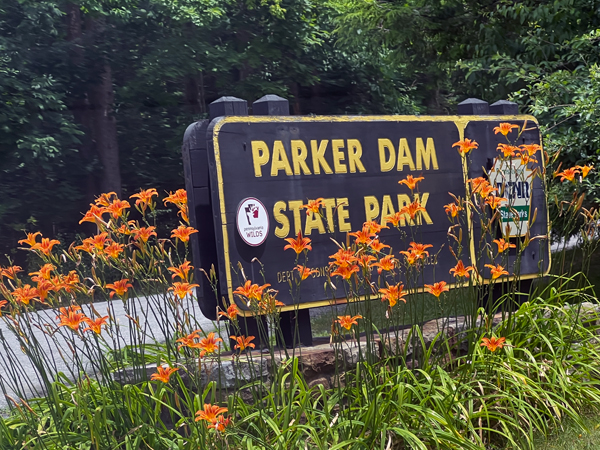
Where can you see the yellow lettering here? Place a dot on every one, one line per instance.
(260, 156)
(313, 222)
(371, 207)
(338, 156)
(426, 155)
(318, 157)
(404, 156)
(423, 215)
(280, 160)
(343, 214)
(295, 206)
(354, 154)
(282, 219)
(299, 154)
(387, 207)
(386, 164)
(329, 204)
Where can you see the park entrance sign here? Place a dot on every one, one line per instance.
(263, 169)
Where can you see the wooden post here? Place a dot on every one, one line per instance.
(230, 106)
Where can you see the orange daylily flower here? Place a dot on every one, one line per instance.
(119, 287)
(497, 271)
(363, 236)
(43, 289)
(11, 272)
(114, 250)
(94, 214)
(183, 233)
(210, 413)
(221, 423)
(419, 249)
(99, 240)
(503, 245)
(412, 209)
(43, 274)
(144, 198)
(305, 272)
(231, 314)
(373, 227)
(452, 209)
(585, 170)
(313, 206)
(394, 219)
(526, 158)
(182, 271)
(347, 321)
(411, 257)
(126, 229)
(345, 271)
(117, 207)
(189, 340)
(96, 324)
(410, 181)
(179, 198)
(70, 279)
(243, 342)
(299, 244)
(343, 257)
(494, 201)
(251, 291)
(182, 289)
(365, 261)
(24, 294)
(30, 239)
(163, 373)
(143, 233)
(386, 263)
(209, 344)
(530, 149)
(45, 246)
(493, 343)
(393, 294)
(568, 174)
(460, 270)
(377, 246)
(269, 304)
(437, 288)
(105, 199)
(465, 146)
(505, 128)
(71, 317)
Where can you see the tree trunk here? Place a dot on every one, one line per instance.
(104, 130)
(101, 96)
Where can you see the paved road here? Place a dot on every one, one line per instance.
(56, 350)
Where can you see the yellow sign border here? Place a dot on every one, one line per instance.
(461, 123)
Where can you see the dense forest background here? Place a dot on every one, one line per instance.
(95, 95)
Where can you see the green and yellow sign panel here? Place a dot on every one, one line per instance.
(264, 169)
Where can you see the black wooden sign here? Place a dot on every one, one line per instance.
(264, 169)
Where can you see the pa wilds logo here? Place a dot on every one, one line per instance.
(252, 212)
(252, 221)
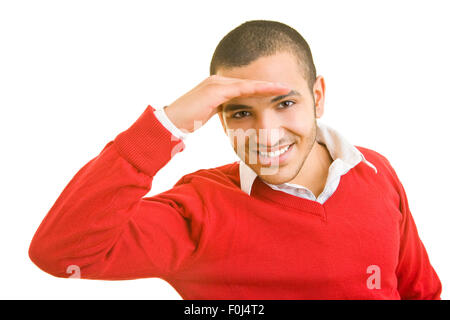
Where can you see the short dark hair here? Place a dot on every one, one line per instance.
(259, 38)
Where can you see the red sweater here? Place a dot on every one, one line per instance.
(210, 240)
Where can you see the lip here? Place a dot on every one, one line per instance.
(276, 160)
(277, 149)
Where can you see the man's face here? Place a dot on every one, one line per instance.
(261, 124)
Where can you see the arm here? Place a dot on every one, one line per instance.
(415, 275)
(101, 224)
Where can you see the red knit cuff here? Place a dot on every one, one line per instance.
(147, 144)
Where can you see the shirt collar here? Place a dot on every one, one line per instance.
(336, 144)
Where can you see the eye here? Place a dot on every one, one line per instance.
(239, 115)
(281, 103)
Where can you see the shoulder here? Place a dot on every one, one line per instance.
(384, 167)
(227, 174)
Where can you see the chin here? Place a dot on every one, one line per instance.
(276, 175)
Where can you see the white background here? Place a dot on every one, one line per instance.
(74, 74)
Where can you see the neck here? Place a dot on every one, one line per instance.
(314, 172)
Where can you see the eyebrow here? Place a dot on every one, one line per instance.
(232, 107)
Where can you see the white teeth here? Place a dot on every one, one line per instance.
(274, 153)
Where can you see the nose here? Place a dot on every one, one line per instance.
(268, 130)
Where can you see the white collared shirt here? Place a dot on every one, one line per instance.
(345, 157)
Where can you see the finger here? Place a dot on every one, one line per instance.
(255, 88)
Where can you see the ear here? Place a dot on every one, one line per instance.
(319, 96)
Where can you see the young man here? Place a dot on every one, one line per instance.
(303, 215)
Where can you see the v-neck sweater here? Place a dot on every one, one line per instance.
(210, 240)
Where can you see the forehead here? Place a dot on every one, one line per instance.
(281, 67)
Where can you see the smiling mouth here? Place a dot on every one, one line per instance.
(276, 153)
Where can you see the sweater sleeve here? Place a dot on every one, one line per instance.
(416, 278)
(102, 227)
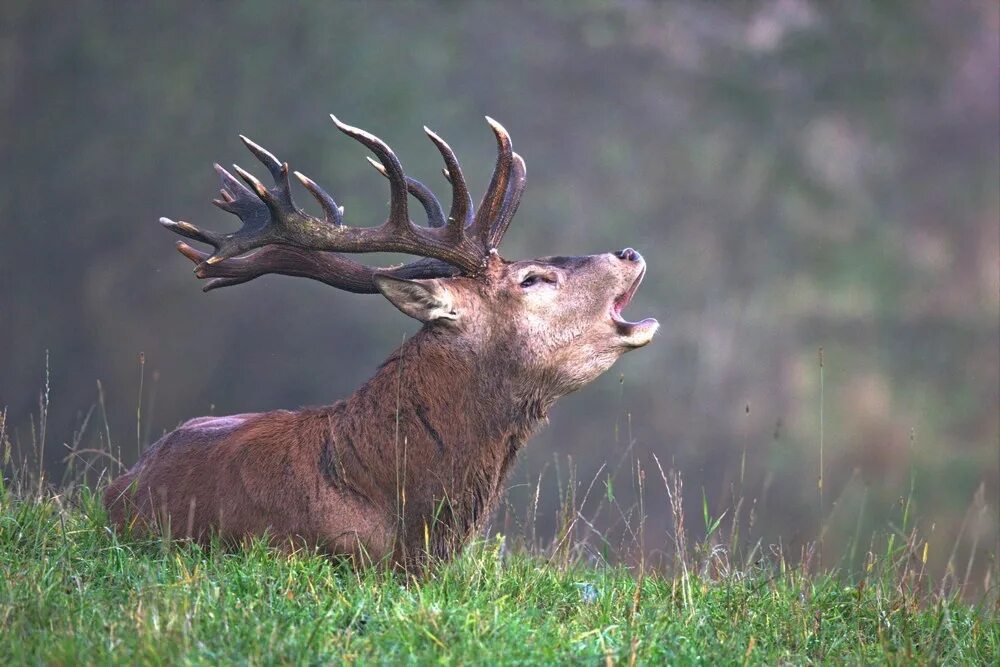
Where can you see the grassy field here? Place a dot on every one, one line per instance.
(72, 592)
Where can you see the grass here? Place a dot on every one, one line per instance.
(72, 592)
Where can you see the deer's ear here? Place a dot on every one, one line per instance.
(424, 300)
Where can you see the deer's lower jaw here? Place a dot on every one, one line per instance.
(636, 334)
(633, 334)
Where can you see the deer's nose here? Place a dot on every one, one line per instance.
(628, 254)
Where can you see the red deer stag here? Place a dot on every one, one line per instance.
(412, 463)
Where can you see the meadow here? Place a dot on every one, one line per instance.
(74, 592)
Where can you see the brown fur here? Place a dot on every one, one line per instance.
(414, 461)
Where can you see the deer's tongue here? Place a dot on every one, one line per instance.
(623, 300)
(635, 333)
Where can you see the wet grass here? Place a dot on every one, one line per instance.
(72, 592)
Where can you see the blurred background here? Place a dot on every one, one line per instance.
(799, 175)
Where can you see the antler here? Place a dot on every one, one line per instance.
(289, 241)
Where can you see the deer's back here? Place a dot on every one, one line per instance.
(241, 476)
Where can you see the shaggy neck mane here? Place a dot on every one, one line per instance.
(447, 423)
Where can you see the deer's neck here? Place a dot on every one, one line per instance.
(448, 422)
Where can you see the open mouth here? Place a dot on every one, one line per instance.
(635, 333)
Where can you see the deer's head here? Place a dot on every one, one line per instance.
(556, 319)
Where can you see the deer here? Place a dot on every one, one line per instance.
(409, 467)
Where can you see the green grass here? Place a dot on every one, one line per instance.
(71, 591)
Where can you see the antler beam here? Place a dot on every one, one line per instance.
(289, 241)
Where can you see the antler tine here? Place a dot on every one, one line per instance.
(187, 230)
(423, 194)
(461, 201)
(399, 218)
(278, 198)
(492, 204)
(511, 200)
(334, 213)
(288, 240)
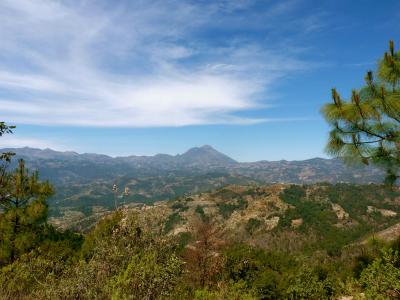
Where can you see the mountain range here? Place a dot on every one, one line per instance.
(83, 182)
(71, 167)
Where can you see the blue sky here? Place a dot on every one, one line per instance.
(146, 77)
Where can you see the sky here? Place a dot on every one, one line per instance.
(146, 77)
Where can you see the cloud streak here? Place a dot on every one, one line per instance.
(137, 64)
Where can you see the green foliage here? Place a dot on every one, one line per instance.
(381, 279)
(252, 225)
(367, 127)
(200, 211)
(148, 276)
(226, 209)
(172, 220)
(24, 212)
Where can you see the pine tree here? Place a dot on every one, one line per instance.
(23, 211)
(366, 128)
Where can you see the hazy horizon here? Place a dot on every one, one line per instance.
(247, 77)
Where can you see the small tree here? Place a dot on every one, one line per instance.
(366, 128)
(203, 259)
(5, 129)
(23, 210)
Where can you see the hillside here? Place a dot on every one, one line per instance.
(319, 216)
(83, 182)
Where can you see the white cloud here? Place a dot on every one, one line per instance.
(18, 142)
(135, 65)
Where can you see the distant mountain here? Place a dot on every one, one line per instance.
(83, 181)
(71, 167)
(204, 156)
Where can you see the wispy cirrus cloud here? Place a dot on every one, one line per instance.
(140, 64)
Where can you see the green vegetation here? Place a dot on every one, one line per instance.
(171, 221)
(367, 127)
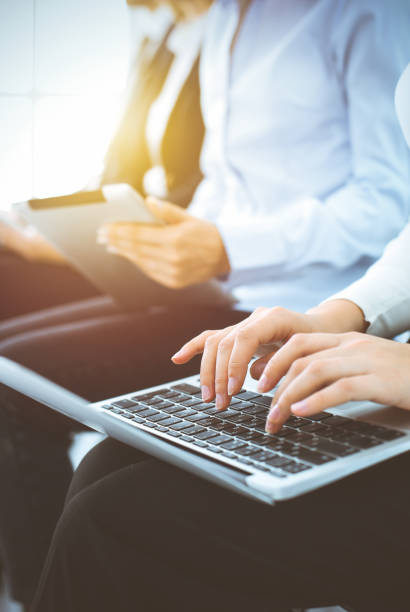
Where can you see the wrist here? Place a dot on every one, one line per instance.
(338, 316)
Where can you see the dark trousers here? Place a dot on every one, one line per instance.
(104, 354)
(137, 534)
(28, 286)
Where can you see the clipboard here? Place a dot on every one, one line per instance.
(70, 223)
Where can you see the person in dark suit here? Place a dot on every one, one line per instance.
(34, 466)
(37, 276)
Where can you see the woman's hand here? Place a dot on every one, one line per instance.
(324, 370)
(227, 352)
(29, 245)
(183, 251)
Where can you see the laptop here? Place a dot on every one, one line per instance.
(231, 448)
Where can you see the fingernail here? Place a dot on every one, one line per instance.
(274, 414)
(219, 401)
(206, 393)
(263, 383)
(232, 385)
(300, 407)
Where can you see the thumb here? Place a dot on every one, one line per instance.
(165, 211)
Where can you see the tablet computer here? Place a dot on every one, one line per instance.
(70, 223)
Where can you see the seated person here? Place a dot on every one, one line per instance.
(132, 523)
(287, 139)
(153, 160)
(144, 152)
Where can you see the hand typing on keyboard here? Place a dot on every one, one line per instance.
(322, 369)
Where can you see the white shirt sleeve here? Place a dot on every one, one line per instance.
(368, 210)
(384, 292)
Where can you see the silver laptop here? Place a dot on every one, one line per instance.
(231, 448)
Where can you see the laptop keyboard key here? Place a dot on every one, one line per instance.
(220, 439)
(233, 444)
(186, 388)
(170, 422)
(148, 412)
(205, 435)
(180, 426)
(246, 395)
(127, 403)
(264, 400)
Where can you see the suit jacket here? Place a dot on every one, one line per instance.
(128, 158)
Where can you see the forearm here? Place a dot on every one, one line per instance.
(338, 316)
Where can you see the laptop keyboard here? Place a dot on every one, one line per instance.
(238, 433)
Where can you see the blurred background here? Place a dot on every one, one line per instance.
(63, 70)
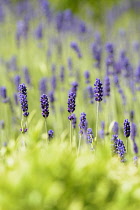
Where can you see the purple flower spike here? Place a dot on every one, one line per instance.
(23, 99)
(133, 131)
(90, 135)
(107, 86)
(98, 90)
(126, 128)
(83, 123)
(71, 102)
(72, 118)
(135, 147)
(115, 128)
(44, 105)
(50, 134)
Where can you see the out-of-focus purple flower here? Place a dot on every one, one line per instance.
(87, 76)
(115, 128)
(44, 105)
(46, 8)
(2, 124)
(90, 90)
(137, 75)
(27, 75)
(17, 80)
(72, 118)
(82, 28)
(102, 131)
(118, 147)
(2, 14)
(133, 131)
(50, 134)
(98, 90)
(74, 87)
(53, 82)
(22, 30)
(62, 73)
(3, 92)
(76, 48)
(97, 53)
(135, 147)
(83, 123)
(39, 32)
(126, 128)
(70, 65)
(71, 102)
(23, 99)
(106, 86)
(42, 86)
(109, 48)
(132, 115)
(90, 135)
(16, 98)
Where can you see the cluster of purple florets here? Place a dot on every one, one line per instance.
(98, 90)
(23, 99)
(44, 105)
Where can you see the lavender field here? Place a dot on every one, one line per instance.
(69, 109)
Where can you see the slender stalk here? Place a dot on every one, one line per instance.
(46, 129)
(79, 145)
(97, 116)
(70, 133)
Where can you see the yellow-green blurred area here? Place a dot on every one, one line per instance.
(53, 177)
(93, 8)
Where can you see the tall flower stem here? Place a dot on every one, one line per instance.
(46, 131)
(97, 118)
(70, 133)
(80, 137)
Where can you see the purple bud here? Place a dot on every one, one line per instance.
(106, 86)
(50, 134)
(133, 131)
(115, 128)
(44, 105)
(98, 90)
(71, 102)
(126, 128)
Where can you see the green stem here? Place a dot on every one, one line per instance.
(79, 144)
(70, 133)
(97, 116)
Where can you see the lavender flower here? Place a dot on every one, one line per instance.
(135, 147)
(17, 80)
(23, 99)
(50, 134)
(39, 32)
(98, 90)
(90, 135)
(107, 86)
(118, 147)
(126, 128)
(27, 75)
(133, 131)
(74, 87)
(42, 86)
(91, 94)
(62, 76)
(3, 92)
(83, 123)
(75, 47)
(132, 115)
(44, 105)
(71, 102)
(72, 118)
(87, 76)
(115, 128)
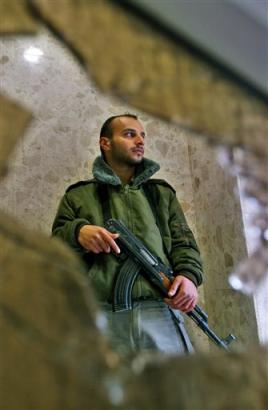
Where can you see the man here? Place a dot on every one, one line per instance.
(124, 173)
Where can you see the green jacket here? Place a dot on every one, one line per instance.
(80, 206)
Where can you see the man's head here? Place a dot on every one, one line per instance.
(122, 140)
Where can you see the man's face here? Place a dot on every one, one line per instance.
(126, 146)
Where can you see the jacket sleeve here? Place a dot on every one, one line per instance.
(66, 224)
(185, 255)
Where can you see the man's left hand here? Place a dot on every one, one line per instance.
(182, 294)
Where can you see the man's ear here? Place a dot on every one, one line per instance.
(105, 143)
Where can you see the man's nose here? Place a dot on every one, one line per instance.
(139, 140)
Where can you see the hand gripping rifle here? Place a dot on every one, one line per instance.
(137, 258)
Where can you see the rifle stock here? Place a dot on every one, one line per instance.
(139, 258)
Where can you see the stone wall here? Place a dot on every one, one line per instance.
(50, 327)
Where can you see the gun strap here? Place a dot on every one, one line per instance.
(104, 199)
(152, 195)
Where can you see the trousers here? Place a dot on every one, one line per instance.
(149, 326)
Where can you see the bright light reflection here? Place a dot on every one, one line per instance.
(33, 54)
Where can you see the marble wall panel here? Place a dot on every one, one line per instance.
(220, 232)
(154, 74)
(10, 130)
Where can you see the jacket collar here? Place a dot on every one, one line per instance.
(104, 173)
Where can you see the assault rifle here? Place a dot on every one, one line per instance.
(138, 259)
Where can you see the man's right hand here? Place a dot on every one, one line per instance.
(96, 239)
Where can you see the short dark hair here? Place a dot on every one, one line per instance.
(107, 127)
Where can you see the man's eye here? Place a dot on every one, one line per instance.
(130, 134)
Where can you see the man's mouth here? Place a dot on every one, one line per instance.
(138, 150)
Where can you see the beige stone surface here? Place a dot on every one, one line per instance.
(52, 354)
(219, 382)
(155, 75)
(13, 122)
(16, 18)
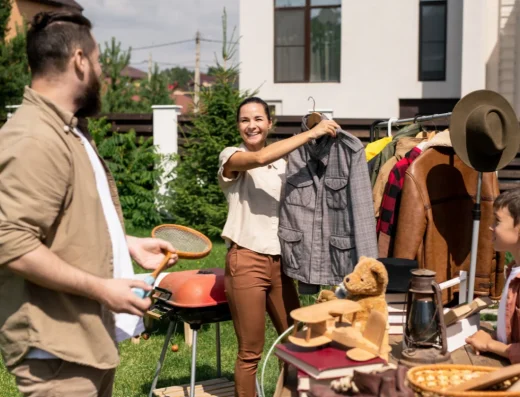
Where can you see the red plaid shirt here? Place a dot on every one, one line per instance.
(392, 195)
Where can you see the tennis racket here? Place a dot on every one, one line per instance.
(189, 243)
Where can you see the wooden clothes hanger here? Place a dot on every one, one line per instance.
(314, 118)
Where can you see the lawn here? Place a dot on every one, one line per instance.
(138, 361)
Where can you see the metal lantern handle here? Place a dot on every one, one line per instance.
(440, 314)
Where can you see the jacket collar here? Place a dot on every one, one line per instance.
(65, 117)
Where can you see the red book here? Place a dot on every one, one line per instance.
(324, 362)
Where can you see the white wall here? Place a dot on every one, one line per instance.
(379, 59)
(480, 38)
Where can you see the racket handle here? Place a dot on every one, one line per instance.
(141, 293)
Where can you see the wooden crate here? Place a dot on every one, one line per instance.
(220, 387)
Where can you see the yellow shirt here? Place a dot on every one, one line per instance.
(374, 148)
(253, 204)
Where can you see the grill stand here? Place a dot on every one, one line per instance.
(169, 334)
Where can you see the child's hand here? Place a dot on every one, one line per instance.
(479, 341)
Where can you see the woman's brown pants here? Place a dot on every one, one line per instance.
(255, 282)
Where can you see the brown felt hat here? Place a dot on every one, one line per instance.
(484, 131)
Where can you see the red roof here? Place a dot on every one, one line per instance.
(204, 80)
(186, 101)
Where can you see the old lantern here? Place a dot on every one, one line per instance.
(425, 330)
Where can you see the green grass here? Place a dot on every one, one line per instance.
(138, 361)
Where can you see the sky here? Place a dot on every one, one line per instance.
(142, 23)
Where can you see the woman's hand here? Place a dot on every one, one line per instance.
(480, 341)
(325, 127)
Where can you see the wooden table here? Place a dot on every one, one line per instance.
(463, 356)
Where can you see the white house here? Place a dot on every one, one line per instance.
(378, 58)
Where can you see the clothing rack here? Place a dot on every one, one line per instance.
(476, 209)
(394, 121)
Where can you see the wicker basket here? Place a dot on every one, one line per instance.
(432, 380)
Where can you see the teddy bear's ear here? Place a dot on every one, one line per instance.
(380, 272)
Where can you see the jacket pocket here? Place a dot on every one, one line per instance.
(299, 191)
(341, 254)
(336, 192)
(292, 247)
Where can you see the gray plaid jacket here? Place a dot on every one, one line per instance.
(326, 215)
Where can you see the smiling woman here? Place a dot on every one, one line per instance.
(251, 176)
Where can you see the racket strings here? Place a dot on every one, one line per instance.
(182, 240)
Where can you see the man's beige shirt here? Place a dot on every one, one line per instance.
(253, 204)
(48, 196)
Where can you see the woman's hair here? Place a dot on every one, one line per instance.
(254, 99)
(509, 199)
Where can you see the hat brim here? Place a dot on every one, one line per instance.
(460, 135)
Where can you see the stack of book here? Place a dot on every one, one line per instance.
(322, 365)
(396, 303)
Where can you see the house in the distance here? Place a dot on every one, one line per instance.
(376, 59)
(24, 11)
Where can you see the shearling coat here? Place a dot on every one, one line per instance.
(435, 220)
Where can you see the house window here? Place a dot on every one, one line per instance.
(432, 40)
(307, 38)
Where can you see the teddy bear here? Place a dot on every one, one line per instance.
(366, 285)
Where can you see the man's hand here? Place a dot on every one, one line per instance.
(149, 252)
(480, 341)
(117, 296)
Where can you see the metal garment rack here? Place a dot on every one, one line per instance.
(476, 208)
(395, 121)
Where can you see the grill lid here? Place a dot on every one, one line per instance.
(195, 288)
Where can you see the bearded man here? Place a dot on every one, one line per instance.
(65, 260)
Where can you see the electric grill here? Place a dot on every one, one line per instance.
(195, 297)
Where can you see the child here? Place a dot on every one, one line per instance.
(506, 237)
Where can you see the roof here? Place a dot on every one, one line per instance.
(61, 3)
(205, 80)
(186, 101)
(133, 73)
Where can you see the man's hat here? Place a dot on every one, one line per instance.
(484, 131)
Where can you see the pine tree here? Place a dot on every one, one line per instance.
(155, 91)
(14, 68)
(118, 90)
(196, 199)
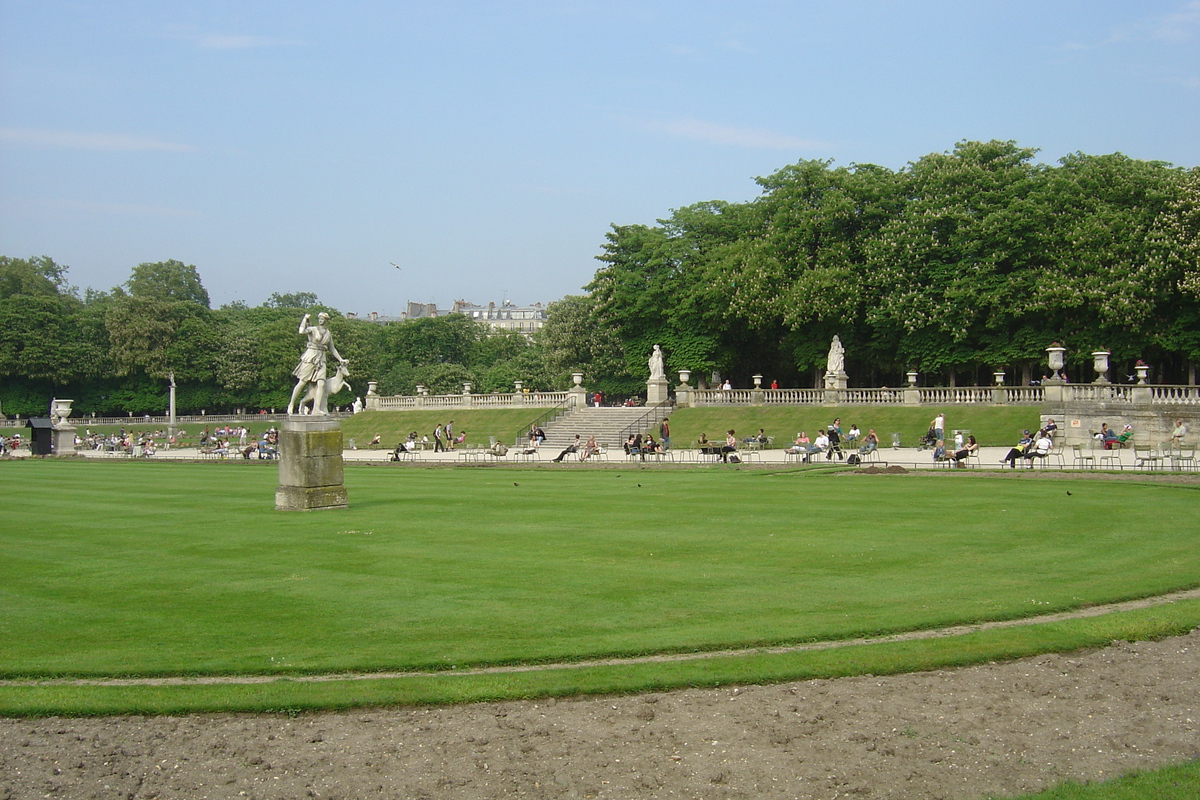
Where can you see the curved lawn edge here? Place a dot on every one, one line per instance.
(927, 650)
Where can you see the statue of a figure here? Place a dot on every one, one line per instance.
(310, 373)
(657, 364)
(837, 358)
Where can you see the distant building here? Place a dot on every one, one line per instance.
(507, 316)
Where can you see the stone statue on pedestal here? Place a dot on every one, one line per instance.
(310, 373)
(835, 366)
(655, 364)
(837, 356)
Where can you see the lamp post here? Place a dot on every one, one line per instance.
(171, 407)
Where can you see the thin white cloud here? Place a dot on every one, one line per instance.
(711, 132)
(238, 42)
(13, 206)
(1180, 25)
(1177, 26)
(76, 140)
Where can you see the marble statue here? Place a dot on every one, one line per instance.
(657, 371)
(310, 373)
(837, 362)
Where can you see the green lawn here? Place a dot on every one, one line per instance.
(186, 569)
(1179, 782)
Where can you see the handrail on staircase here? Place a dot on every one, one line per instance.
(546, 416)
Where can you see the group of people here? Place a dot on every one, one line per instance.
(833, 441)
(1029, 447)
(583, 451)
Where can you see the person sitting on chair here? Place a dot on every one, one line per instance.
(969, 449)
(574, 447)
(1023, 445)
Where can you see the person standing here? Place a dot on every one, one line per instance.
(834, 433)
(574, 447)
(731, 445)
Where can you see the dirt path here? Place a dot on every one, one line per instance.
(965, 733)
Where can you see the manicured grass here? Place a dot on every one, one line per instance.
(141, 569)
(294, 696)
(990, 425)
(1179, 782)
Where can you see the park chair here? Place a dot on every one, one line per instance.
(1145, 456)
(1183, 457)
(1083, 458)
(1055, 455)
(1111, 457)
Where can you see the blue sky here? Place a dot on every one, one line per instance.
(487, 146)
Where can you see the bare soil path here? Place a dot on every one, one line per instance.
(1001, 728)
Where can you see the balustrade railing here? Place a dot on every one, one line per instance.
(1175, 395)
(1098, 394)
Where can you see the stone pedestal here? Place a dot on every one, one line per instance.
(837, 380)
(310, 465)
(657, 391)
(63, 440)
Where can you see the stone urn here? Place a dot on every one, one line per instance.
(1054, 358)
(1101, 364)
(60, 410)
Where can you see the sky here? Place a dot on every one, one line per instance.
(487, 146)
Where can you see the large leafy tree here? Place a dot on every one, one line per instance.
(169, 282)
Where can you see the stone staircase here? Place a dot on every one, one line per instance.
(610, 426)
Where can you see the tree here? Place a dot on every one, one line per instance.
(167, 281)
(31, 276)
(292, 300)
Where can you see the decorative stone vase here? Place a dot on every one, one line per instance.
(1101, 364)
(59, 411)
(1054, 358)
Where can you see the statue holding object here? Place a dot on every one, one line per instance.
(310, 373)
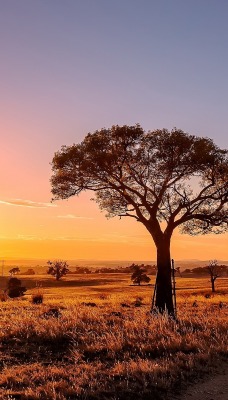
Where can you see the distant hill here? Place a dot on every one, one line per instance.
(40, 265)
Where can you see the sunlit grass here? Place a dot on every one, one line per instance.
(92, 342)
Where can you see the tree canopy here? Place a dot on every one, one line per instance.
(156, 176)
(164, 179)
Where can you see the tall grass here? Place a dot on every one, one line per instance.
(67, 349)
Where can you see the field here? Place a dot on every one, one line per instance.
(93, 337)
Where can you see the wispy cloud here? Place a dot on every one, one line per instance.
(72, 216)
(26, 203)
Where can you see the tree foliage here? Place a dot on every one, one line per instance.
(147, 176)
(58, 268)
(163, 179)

★ ★ ★ ★ ★ ★ ★

*Work instructions*
Output exactly the lines from the one containing "Where can you see the statue holding" through the last line of the records above, both included, leaving out any pictures.

*Task response*
Where can you see the statue holding object here? Place a dot on every one, one line per instance.
(310, 373)
Where can you see the distant hill here? Place a dot on every one, one line per instance.
(40, 265)
Where can you see the sunlit grass here? Place a dot on every one, one line per instance.
(92, 342)
Where can you see the tree canopy here? Place a dot on every one, one line per instance.
(156, 176)
(164, 179)
Where can you see the tall grass here? Place a dot on every one, one line per instance.
(67, 349)
Where can you see the field here? Place a dot on every one, one line per instance.
(93, 337)
Where can you see the wispy cloud here? Place a dot on every one, one line per instance.
(72, 216)
(26, 203)
Where can you see the tree foliage here? Place a dot on every one, one line per instance.
(147, 176)
(58, 268)
(163, 179)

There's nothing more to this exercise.